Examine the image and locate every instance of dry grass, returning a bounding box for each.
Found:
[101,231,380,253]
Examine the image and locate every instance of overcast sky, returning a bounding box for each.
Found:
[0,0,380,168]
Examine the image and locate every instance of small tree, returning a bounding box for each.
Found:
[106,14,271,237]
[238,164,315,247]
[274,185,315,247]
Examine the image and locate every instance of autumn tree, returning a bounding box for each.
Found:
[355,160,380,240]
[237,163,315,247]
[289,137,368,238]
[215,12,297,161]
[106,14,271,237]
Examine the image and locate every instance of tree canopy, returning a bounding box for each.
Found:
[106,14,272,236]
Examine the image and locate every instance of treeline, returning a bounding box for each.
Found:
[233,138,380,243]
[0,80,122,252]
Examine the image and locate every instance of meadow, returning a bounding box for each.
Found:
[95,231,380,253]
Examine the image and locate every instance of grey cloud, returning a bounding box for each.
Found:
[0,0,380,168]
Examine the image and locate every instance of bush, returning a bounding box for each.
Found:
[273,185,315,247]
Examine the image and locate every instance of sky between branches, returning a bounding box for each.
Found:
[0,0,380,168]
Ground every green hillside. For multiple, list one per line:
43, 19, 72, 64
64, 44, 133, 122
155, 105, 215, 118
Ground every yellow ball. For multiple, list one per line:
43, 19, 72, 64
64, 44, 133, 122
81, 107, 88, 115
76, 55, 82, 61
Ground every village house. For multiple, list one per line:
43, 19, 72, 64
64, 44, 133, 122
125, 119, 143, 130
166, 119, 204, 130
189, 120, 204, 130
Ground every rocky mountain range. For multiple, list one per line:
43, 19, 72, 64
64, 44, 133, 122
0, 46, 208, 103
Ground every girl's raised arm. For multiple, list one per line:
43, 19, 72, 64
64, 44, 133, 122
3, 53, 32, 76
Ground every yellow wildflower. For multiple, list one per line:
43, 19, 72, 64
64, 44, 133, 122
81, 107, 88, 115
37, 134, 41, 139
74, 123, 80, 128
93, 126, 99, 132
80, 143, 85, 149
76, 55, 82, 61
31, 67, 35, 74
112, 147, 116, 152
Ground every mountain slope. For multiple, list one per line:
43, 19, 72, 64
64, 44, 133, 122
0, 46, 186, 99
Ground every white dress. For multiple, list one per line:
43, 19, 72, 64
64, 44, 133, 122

THE EXERCISE | Please duplicate all of the rows above verbatim, keeping every line and number unchanged and in the same order.

RESULT OF THE TASK |
Examine the image and locate every instance of dry grass, returning a bounding box for each.
Found:
[101,231,380,253]
Examine the image and locate every instance of overcast sky, returning a bounding box for each.
Found:
[0,0,380,168]
Examine the image and locate every instance of small tree, returning a bounding box for each.
Found:
[106,14,271,237]
[238,164,315,247]
[274,185,315,247]
Examine the image and locate every instance of autumn tree, returning a bounding box for each.
Found:
[355,160,380,240]
[237,163,315,247]
[289,137,368,238]
[215,12,297,161]
[106,14,271,237]
Examine the image and locate every instance of tree canopy, returning a bounding box for each.
Found:
[106,14,272,236]
Examine the image and locate every instance of treeline, returning a bounding box for each.
Found:
[233,138,380,243]
[0,80,122,252]
Examine the image and locate every instance of meadow, returning a bounding box for each.
Found:
[95,231,380,253]
Examine the image and locate every instance of grey cloud, returning a bounding box for each.
Found:
[0,0,380,168]
Examine the image and locate every instance of bush, returning a bounding box for each.
Found:
[273,185,315,247]
Examine the image and locate every instance of sky between branches, returning a bounding box for each.
Found:
[0,0,380,168]
Ground every green hillside. For multiple, list one per line:
43, 19, 72, 64
64, 44, 133, 122
155, 105, 215, 118
Ground every yellow ball. For multiple, list one per line:
43, 19, 72, 64
64, 44, 133, 122
81, 107, 88, 115
76, 55, 82, 61
Ground every village house. For multiple, list one per line:
43, 19, 72, 64
64, 44, 133, 122
125, 119, 143, 130
166, 119, 204, 130
189, 120, 204, 130
Ground every rocky mountain range. For multiple, list one per line:
43, 19, 72, 64
64, 44, 133, 122
0, 46, 208, 103
Ground every girl's raised arm. For multiple, list one per line:
43, 19, 72, 64
64, 44, 133, 122
3, 53, 32, 76
Ground every yellow wildflower. For multiple, list one per line:
43, 19, 72, 64
64, 44, 133, 122
81, 107, 88, 115
37, 134, 41, 139
74, 123, 80, 128
93, 126, 99, 132
80, 143, 85, 149
76, 55, 82, 61
31, 67, 35, 74
112, 147, 116, 152
Ground every mountain slope. For multiple, list one per line:
43, 19, 72, 64
64, 44, 133, 122
0, 46, 186, 99
Ground every white dress. For multiple, list one per line:
43, 19, 72, 64
64, 44, 133, 122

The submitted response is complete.